DATA FOR THE TASK:
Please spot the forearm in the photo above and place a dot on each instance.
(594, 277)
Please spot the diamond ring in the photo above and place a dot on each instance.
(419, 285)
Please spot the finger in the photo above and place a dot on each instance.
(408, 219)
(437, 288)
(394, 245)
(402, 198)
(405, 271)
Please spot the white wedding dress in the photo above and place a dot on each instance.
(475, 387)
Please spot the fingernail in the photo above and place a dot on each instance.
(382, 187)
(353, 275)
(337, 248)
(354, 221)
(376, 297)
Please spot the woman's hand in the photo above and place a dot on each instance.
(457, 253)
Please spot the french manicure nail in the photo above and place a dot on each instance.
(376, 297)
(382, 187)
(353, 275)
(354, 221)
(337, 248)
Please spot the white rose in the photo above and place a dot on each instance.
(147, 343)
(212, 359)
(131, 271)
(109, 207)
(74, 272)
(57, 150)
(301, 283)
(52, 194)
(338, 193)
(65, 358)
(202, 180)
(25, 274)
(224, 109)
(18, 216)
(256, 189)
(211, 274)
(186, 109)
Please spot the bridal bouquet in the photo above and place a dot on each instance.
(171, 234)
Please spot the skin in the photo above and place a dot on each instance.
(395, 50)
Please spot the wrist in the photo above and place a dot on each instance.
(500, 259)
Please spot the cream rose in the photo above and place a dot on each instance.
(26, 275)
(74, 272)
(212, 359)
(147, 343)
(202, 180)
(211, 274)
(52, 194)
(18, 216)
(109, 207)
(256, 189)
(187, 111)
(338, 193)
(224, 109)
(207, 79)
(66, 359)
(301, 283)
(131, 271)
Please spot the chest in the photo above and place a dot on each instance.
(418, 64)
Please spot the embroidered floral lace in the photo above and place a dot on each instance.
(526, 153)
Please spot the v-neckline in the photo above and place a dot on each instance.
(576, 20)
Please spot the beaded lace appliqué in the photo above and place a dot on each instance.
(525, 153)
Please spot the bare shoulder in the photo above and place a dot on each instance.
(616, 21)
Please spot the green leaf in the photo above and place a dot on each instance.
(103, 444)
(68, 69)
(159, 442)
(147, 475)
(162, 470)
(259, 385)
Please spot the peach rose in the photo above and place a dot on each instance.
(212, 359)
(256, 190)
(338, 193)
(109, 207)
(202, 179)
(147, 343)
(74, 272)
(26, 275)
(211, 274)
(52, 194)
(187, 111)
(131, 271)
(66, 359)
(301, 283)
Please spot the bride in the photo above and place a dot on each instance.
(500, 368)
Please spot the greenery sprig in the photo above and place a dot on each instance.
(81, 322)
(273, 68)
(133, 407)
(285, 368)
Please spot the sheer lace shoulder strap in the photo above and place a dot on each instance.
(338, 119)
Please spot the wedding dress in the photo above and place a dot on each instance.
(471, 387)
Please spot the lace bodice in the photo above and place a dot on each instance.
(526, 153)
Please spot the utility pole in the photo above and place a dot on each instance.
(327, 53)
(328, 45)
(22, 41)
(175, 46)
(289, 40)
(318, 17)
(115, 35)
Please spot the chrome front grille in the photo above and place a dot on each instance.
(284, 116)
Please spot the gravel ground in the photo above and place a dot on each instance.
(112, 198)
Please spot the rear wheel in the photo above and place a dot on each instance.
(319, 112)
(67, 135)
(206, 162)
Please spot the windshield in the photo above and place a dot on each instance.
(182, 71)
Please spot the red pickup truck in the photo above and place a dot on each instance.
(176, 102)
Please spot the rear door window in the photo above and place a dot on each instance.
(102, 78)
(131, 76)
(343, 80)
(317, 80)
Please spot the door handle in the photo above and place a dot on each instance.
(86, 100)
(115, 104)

AIM OF THE EXERCISE:
Retyping the whole listing exactly is the task here.

WRITTEN ANSWER:
Please spot the forearm in the photo above and place a dot on each instance.
(594, 277)
Please spot the diamond ring in the photo above and place a dot on each instance.
(419, 285)
Please spot the finger in the photo above and place a dot on each instance.
(408, 219)
(437, 288)
(394, 245)
(402, 198)
(405, 271)
Please spot the white wedding dress in the photo above and place a dot on each instance.
(475, 387)
Please spot the fingernail in the photo above and place a dot on each instance.
(382, 187)
(353, 275)
(337, 248)
(354, 221)
(376, 297)
Please spot the woman's hand in the photo above and place a dot on each instance.
(457, 253)
Please spot the french manicure nail in the photo above and place a dot on each instance.
(376, 297)
(382, 187)
(353, 275)
(354, 221)
(337, 248)
Please spot the white rose in the photo above and place a dot on each instance.
(147, 343)
(212, 359)
(131, 271)
(109, 207)
(74, 272)
(57, 150)
(301, 283)
(52, 194)
(338, 193)
(65, 358)
(202, 180)
(25, 274)
(224, 109)
(18, 216)
(256, 189)
(211, 274)
(186, 109)
Please spot the bridal bouquet in the photo above and place a dot on each instance.
(171, 234)
Please spot the skin in the photo above and place a dot on each instance.
(395, 50)
Please spot the wrist in the photo above and place a dot on each instance.
(500, 259)
Please spot the cream rose in the photo above and place a dot on each instance.
(26, 275)
(74, 272)
(212, 359)
(147, 343)
(202, 180)
(211, 274)
(52, 194)
(18, 216)
(109, 207)
(256, 189)
(187, 111)
(338, 193)
(224, 109)
(207, 79)
(66, 359)
(301, 283)
(131, 271)
Please spot the chest in the photo above and place a dot on each instance.
(418, 64)
Please spot the embroidered floral lace in the photo above and place a dot on each instance.
(526, 153)
Please spot the v-neckline in the photo above and place a dot on each instance.
(576, 20)
Please spot the beaded lace appliqué in the photo above and place a dot on each instance.
(525, 153)
Please spot the bare shoulder in the photo above and place a dot on each instance.
(616, 21)
Please spot the green leaf in the photo above and place a dot on each instance.
(103, 444)
(68, 69)
(159, 442)
(147, 475)
(162, 470)
(259, 385)
Please spot the peach rose in the photo above and place a dot on each instance.
(212, 359)
(256, 190)
(338, 193)
(109, 207)
(202, 179)
(147, 343)
(74, 272)
(26, 275)
(211, 274)
(52, 194)
(187, 111)
(131, 271)
(66, 359)
(301, 283)
Please spot the bride in the photo above and place a dot on each instance.
(500, 368)
Please spot the greenery sprig in the photo above and place a dot on each instance.
(81, 322)
(273, 68)
(133, 407)
(285, 368)
Please spot the sheer lace shoulder strap in the photo above and place a dot on each instance.
(338, 119)
Please spot the wedding dress in the photo above and place a dot on each instance.
(471, 387)
Please spot the lace bodice in the photo above and place a dot on each instance.
(526, 153)
Please spot the utility pole in the photo above and place a dot on each instance.
(327, 53)
(328, 45)
(22, 41)
(175, 46)
(289, 40)
(318, 17)
(115, 35)
Please spot the chrome front grille in the photo above and place a dot on each instance.
(284, 116)
Please spot the gravel ground in the photo above and place a dot on each instance.
(112, 198)
Please spot the rear wheel in the photo above and place a dot on each instance.
(319, 112)
(67, 135)
(206, 162)
Please spot the windshield in the photo above and place a dot on each instance.
(182, 71)
Please spot the red pickup truck in the photo above and place a dot on each instance.
(176, 102)
Please spot the rear door window in the photo above and place a dot on each instance.
(102, 78)
(131, 76)
(343, 80)
(317, 80)
Please spot the door handle in the photo above and place a dot on each instance.
(86, 100)
(115, 104)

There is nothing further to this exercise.